EXERCISE GOAL - Identify each line in the records below that contains the word "pipe", and copy every such line.

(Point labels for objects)
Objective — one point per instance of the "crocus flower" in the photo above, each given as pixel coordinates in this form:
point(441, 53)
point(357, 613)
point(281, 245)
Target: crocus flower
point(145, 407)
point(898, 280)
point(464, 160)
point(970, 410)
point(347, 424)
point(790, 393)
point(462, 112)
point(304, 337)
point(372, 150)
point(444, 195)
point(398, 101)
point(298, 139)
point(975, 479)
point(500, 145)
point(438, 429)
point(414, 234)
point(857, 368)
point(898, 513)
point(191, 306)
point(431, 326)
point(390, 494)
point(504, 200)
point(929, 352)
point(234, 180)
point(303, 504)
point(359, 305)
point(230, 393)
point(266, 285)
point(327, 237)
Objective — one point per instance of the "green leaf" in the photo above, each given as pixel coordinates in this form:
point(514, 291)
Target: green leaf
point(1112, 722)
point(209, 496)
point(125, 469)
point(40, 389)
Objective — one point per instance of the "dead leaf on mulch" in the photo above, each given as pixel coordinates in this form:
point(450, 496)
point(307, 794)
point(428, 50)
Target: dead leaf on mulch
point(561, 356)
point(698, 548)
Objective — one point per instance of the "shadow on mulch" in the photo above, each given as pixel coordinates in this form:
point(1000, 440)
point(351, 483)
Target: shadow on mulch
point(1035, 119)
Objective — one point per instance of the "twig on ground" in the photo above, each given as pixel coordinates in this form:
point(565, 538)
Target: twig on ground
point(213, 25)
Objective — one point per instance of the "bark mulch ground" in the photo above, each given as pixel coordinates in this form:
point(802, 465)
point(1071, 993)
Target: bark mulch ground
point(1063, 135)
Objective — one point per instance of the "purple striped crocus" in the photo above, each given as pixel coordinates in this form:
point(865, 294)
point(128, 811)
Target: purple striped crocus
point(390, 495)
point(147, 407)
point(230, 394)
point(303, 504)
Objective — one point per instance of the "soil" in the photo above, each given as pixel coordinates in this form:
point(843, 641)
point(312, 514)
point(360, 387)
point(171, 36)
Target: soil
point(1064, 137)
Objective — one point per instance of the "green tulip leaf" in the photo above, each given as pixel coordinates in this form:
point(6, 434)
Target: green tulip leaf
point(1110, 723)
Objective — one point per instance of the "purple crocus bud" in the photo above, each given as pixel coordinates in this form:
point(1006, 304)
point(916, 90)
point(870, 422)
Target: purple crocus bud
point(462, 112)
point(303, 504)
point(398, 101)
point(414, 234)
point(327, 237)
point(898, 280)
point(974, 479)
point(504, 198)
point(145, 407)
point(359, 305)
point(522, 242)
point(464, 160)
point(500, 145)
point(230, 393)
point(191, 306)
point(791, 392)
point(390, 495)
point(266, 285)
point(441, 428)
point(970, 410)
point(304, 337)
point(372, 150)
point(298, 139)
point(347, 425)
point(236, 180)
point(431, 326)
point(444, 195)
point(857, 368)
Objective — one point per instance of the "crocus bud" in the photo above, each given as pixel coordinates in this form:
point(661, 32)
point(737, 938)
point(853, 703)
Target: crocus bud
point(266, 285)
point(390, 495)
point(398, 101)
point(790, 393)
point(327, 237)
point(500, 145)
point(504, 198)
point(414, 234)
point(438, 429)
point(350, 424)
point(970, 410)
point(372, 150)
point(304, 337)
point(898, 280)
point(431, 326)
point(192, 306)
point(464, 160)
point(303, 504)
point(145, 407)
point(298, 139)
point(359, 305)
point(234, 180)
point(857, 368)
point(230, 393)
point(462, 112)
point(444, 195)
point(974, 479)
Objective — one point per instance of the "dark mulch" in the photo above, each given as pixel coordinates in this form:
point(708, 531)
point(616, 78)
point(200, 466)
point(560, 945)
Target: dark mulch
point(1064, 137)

---

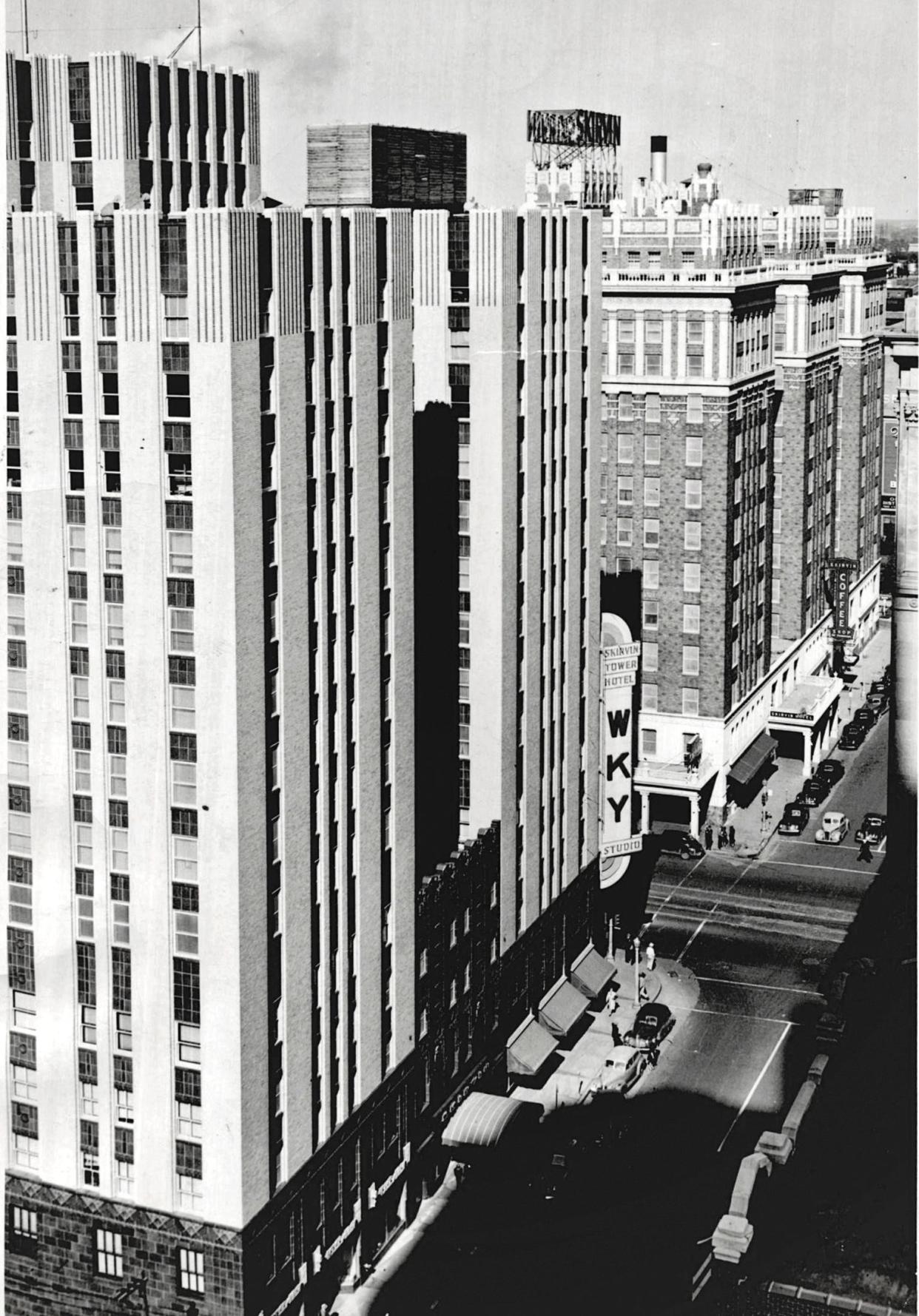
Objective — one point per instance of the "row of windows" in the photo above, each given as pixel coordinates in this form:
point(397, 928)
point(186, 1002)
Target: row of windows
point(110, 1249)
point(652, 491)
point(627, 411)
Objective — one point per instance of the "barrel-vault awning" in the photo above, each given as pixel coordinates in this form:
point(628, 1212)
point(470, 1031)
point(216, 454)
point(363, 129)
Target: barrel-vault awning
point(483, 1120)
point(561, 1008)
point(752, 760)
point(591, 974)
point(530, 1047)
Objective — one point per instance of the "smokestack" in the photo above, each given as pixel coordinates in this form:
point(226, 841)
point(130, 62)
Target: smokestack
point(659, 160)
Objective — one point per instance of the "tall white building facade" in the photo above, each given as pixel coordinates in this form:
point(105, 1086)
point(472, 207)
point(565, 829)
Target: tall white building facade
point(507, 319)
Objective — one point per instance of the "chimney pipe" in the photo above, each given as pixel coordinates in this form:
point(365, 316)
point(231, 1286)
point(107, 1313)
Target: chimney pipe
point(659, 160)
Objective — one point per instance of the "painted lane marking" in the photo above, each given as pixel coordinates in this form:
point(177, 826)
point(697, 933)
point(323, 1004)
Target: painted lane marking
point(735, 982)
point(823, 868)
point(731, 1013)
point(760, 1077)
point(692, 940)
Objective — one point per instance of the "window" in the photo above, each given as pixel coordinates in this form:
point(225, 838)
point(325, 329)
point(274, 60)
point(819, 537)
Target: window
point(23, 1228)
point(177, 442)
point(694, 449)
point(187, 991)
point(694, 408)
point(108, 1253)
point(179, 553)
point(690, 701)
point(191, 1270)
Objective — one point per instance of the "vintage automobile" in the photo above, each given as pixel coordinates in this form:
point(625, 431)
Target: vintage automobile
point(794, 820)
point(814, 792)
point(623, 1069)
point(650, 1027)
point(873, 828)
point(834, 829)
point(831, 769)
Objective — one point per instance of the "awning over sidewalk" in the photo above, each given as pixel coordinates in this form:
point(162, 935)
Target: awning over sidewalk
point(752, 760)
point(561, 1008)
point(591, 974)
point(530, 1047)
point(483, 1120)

* * *

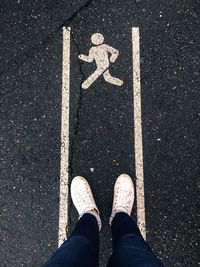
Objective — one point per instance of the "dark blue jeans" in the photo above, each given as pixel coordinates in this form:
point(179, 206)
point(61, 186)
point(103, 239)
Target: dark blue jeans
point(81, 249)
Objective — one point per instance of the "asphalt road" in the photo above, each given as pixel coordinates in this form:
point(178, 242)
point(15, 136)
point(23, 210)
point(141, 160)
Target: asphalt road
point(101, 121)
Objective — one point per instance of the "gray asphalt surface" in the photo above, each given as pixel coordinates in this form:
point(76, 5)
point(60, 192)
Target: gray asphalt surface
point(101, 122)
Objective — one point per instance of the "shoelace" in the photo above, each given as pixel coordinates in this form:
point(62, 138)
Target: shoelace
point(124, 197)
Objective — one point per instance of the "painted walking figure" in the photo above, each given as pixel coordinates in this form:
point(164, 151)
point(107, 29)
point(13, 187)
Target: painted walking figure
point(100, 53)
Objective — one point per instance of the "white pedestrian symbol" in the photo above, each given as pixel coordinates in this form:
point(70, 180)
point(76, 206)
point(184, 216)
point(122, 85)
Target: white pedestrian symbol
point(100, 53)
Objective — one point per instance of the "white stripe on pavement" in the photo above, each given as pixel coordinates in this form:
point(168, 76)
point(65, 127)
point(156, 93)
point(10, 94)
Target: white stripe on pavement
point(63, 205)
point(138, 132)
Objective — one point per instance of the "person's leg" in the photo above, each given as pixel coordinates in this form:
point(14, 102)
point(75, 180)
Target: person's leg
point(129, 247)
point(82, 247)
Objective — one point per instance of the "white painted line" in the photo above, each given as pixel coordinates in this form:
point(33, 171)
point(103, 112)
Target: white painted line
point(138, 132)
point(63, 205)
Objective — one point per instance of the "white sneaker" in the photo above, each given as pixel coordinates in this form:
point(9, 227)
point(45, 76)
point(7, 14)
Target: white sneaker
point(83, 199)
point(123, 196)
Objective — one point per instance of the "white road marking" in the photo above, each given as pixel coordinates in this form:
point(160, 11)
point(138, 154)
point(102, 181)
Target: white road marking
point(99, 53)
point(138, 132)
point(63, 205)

THE RESULT -
Objective — one point per instance of the "chimney pipe" in the photo above, each given as pixel coordinates in this form:
Target: chimney pipe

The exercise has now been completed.